割り当て課題 1: 星野源の配信イベントのレポートから「星野源、リラックスした空間に広がった温かい音楽 初披露曲も交えた『YP Live」から「がら楽しそうに演奏していた。」までの箇所を書き出し、「ギター」を「ウクレレ」に差し替えてください。
割り当て課題 2: 星野源の配信イベントのレポートの最後の文に続けて、本文を書き継いでください。

[抜粋本文]

星野源、リラックスした空間に広がった温かい音楽 初披露曲も交えた『YP Live Streaming “宴会” 鳳凰篇』レポート

星野源『Live Streaming “宴会” 鳳凰篇』レポ

 3月8日、星野源が配信イベント『YP Live Streaming “宴会” 鳳凰篇』を開催した。

 本イベントは、星野源が年に1回発行するオフィシャル・イヤーブック『YELLOW MAGAZINE』に付属のWEBサービス「YELLOW PASS」に登録している会員のみ視聴できる有料の無観客オンラインイベント。昨年も開催され、その際はファンから大好評を得ていた。今回は2度目となる。この日は配信前からハッシュタグ「#YP_ENKAI」がすでにトレンド1位になっており、いかにこの日が待ち望まれていたかが窺えた。

 開始時間になると大きな本棚を背景に椅子が1つ置いてある部屋が画面に映り、そこに星野源がひょっこりと顔を出した。そしてギターを担いでおもむろに弾き語りを始める。1曲目は「エピソード」。ゆったりと爪弾く指先の所作が優しい。曲中でどこからともなく管楽器の音も聴こえてくる。いつもの日常の中に、彼の歌が自然と現れたような感覚があった。

 歌い終えると「それでは“宴会”始まります!」と言ってメンバーの元へ。会場は書斎のような本棚が並んだ部屋で、ほんのりと光る照明がいくつか置いてある。壁にはいくつか絵が飾られていて、脇にはバーも設置されている。ライトはゆっくりと色が移り変わっていくので、見ているだけでもリラックスした気分になれるセットだ。メンバーたちはそこで体を揺らしながら楽しそうに演奏していた。

[/抜粋本文]
[以下のデータ]

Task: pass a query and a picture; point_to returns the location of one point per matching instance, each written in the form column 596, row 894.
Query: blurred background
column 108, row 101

[/以下のデータ]

回答欄 1:
星野源、リラックスした空間に広がった温かい音楽 初披露曲も交えた『YP Live Streaming “宴会” 鳳凰篇』レポート

星野源『Live Streaming “宴会” 鳳凰篇』レポ

 3月8日、星野源が配信イベント『YP Live Streaming “宴会” 鳳凰篇』を開催した。

 本イベントは、星野源が年に1回発行するオフィシャル・イヤーブック『YELLOW MAGAZINE』に付属のWEBサービス「YELLOW PASS」に登録している会員のみ視聴できる有料の無観客オンラインイベント。昨年も開催され、その際はファンから大好評を得ていた。今回は2度目となる。この日は配信前からハッシュタグ「#YP_ENKAI」がすでにトレンド1位になっており、いかにこの日が待ち望まれていたかが窺えた。

 開始時間になると大きな本棚を背景に椅子が1つ置いてある部屋が画面に映り、そこに星野源がひょっこりと顔を出した。そしてウクレレを担いでおもむろに弾き語りを始める。1曲目は「エピソード」。ゆったりと爪弾く指先の所作が優しい。曲中でどこからともなく管楽器の音も聴こえてくる。いつもの日常の中に、彼の歌が自然と現れたような感覚があった。

 歌い終えると「それでは“宴会”始まります!」と言ってメンバーの元へ。会場は書斎のような本棚が並んだ部屋で、ほんのりと光る照明がいくつか置いてある。壁にはいくつか絵が飾られていて、脇にはバーも設置されている。ライトはゆっくりと色が移り変わっていくので、見ているだけでもリラックスした気分になれるセットだ。メンバーたちはそこで体を揺らしながら楽しそうに演奏していた。

回答欄 2:
 前回も披露した「ドラえもん」では、ギターやサックスが曲中で良いアクセントとなっていた。間奏で「笑点のテーマ」を挟み込むなど、オリジナルとは違ったアレンジにメンバー全員が笑顔を見せる。そして最後に“パフッ”が見事に決まると、一瞬で和やかな空気に一変した。これで空気がほぐれたのか、少々アップテンポの「ダンサー」では演奏陣の脚が小刻みに動いていた。疾走感の中にもドラムの存在感があり、しっかりと踏みしめる感覚もある。終盤でサックスソロが鳴り響くと、星野は手拍子しながら大きく歌い上げた。すると、ここで曲中に撮る予定だったカメラにフィルムが入ってないというアクシデントが発生。「フラッシュを焚いただけだった(笑)」と言って笑いが起きる一幕があった。こうしたシーンも生配信ならではの醍醐味だ。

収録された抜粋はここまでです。